— Begin Given information —
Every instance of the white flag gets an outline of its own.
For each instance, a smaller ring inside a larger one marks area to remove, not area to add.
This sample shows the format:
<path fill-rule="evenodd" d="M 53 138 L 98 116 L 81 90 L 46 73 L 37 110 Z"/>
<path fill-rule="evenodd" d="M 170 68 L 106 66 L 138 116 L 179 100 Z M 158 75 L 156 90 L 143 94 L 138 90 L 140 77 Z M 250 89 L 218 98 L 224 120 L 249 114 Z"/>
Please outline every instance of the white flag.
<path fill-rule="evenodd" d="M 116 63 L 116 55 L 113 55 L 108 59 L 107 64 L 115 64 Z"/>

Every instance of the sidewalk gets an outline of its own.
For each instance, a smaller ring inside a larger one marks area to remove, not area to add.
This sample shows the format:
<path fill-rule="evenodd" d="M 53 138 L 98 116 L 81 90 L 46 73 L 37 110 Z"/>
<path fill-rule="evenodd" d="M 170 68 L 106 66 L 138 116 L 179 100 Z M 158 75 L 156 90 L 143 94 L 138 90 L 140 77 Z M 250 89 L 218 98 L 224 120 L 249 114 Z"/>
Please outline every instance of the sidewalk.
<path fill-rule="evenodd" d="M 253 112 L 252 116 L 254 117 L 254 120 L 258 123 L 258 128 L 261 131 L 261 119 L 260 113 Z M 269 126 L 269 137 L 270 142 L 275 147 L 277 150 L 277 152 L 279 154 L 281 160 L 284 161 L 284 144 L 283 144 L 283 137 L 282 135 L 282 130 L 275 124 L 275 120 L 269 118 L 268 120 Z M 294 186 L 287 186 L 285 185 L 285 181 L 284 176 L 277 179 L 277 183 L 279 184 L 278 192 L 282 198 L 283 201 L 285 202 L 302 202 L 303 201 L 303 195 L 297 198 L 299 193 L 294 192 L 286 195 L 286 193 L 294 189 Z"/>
— End Given information —
— Begin Given information —
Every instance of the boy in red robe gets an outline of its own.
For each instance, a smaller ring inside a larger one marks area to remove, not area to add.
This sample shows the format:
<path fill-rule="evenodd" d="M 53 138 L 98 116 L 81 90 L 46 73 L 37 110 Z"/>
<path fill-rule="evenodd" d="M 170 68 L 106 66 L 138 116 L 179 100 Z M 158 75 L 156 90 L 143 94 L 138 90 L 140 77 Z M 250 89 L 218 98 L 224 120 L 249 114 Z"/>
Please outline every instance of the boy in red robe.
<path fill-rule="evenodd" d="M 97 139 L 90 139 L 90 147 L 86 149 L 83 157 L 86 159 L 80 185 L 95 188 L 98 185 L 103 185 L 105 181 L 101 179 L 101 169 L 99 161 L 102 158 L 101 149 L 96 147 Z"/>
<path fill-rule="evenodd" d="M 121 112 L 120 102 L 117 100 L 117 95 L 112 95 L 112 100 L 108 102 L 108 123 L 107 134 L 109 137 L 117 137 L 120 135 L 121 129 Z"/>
— End Given information —
Copy the lines exactly, from the line containing "Every instance of the white flag gets" through the line containing "116 63 L 116", with both of those lines included.

Every instance of the white flag gets an outline of its own.
For each instance, a smaller ring inside a larger one marks area to remove, not area to add.
This sample shows the format:
<path fill-rule="evenodd" d="M 53 138 L 98 116 L 81 90 L 46 73 L 37 110 Z"/>
<path fill-rule="evenodd" d="M 170 68 L 106 66 L 138 116 L 179 100 Z M 158 75 L 156 90 L 143 94 L 138 90 L 140 77 Z M 250 89 L 218 98 L 224 120 L 249 114 Z"/>
Please outline every instance of the white flag.
<path fill-rule="evenodd" d="M 116 63 L 116 55 L 113 55 L 108 59 L 107 64 L 115 64 Z"/>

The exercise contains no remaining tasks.